Extracted data entries

========================

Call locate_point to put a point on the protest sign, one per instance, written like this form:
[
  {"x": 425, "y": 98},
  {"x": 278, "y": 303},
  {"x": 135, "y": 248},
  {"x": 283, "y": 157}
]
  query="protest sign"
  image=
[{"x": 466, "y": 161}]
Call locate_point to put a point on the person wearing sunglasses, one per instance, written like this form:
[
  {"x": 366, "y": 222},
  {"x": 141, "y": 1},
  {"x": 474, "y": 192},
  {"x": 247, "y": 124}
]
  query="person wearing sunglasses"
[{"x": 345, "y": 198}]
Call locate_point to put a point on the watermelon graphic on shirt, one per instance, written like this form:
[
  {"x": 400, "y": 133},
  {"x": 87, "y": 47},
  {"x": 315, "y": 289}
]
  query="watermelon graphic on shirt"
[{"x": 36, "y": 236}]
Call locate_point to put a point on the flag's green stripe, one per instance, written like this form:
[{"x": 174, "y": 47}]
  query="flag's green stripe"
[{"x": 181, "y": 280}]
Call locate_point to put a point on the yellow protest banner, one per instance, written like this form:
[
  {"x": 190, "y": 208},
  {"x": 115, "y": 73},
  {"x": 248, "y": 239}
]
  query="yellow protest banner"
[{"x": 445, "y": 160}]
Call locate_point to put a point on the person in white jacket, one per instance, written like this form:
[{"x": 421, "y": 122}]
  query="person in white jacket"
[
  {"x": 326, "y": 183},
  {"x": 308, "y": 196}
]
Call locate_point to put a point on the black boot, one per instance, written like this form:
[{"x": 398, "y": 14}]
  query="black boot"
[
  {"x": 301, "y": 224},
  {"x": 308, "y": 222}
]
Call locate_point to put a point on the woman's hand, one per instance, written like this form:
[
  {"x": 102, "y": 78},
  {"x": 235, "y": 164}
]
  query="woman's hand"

========================

Task details:
Reproduce only the part of the records that opens with the line containing "Call locate_point to put a point on the person in" and runs through the end of the records, replacing "put a point on" with "place a marker on" everywhere it occurs and changing nothing else.

Exercise result:
Call locate_point to place a marker on the person in white jacket, one per instance, written like this form:
[{"x": 421, "y": 122}]
  query="person in white jacket"
[
  {"x": 326, "y": 183},
  {"x": 308, "y": 196}
]
Call locate_point to place a marker on the black boot, one per instance, written like this form:
[{"x": 398, "y": 14}]
  query="black boot"
[
  {"x": 301, "y": 224},
  {"x": 308, "y": 222}
]
Call locate_point to place a marker on the woman's hand, one per instance, written like this form:
[
  {"x": 102, "y": 78},
  {"x": 235, "y": 164}
]
  query="woman's hand"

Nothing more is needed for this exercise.